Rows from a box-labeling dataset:

= = = =

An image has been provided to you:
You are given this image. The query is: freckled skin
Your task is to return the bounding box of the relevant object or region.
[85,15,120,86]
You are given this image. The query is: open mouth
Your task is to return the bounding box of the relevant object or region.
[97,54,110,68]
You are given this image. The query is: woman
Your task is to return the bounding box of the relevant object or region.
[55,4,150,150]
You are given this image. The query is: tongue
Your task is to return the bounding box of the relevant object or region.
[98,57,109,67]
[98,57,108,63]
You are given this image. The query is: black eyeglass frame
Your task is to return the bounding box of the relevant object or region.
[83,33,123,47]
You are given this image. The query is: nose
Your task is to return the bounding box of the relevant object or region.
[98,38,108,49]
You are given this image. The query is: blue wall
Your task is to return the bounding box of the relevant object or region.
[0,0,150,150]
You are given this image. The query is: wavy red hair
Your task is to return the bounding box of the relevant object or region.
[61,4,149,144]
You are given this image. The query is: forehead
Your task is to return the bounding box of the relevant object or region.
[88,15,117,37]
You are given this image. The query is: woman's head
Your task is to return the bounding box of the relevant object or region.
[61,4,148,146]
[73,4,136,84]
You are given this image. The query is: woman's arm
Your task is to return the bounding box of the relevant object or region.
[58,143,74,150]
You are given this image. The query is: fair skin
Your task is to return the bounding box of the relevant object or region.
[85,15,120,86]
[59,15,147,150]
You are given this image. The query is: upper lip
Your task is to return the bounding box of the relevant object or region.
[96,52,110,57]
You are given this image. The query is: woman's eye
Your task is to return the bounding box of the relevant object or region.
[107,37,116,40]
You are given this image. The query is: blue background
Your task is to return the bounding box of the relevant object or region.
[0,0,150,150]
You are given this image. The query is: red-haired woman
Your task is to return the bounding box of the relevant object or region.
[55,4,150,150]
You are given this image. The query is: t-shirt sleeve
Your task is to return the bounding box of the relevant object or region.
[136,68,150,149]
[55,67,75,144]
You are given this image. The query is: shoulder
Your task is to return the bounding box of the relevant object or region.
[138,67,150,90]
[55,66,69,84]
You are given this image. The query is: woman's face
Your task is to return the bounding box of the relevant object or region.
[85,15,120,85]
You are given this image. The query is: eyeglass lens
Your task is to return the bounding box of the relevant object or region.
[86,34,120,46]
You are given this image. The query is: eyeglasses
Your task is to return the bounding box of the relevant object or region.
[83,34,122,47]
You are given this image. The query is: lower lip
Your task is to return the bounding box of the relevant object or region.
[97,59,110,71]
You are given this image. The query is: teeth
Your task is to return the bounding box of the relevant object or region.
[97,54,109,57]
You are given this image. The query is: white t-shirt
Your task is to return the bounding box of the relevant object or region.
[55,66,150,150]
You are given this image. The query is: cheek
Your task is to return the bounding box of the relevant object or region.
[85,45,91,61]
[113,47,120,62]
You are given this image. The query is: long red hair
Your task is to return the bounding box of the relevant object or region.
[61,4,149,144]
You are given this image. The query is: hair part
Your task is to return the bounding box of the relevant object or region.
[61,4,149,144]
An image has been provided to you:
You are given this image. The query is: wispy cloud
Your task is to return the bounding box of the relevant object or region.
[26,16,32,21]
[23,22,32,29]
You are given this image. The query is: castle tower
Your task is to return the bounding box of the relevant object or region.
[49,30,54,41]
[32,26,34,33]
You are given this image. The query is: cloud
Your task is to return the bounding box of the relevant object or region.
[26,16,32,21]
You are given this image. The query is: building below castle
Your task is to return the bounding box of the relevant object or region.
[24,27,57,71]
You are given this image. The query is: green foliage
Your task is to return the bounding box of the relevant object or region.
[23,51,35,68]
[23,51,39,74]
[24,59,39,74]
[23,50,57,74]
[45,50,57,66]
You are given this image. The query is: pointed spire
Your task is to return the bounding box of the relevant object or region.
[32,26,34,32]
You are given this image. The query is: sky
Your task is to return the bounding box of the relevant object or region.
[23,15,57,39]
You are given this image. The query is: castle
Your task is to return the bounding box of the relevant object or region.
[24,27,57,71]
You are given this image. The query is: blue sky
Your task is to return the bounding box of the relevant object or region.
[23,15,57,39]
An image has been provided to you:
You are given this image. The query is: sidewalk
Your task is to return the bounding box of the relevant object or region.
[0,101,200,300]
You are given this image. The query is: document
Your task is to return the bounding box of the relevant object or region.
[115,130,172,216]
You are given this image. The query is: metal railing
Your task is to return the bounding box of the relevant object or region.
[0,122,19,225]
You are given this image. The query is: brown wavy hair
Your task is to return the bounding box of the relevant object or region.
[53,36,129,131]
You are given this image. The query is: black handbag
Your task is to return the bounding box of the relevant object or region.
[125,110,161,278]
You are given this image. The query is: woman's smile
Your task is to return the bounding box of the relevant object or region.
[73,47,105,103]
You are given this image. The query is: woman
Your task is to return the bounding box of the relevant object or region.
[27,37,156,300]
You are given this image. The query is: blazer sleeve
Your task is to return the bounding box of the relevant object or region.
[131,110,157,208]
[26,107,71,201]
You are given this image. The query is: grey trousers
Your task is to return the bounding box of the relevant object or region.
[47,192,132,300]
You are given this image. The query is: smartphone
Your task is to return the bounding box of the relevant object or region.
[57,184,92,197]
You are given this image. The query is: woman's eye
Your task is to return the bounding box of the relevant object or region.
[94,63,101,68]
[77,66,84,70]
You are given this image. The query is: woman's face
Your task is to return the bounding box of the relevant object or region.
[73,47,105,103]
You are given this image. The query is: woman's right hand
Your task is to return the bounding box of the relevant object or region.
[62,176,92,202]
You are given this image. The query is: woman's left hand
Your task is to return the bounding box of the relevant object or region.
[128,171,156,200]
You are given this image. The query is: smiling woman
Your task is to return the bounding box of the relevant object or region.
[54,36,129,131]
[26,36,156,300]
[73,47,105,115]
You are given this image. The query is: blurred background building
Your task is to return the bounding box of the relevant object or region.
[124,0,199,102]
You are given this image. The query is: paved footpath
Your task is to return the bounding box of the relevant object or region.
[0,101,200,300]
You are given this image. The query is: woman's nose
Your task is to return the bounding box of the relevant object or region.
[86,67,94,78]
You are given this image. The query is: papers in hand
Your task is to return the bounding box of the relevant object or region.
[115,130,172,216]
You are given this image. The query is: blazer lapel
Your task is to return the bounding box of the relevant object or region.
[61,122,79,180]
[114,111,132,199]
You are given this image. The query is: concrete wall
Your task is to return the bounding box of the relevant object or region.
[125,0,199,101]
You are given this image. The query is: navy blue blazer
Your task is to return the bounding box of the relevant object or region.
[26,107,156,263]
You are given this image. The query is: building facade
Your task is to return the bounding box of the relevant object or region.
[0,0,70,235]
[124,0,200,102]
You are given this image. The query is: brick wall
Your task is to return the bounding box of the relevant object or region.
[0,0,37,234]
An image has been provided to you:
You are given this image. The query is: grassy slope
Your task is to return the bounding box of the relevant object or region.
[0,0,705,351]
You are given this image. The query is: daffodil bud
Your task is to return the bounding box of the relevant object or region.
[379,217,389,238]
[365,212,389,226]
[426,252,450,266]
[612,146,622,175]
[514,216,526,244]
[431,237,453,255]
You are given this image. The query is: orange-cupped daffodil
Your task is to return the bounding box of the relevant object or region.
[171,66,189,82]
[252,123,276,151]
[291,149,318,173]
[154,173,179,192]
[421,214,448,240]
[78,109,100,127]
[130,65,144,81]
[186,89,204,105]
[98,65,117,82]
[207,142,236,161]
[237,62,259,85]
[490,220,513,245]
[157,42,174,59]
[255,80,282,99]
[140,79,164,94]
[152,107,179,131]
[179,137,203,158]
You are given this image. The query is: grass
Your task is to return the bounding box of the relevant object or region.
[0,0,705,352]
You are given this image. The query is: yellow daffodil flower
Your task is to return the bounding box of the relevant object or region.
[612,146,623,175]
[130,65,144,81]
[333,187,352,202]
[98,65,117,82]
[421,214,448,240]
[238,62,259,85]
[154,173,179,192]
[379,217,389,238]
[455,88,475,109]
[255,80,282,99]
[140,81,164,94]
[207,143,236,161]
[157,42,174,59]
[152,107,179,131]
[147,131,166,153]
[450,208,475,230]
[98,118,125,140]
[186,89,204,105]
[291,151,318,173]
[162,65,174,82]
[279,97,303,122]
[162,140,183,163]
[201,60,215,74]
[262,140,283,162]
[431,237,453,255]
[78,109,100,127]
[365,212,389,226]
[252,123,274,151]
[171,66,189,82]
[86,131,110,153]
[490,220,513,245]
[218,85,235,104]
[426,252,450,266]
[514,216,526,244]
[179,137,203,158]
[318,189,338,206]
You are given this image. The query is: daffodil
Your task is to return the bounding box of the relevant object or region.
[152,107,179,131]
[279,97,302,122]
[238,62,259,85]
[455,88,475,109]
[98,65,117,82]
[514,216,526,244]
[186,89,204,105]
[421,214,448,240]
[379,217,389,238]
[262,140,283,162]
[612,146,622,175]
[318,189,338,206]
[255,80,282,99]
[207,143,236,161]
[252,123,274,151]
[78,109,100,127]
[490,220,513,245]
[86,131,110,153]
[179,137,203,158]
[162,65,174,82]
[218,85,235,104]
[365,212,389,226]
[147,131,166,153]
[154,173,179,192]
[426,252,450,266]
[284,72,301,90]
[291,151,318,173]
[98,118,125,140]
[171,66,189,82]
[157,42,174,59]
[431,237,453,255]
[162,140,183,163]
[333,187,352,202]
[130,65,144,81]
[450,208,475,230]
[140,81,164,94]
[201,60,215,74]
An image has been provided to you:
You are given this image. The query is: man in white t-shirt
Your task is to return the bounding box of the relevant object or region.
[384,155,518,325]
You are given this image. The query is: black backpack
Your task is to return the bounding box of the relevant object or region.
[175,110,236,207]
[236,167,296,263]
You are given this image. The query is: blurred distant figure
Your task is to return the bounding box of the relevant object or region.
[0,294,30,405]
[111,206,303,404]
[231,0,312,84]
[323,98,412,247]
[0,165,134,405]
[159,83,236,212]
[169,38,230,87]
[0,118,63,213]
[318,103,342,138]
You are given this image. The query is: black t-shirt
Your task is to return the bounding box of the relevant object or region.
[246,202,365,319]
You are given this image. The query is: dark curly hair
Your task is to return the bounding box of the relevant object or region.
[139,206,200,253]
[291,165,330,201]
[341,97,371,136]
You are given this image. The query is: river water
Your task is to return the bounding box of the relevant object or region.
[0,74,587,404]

= = = =

Exercise instructions: Reproduce, unchanged, the lines between the one containing "You are given this image. The query is: forehead" and the one containing "[58,143,74,150]", both included.

Result for this exercise:
You are given this image. The query is: forehead
Your task is to return the bounding box of the relevant object or region.
[88,15,117,37]
You are given this image. The query is: woman's head
Your task is to return the bounding box of the relevant object or region.
[61,4,148,146]
[73,4,136,84]
You are given this image. The query is: woman's arm
Your task is to return the bounding box of the relevant object or region.
[58,143,74,150]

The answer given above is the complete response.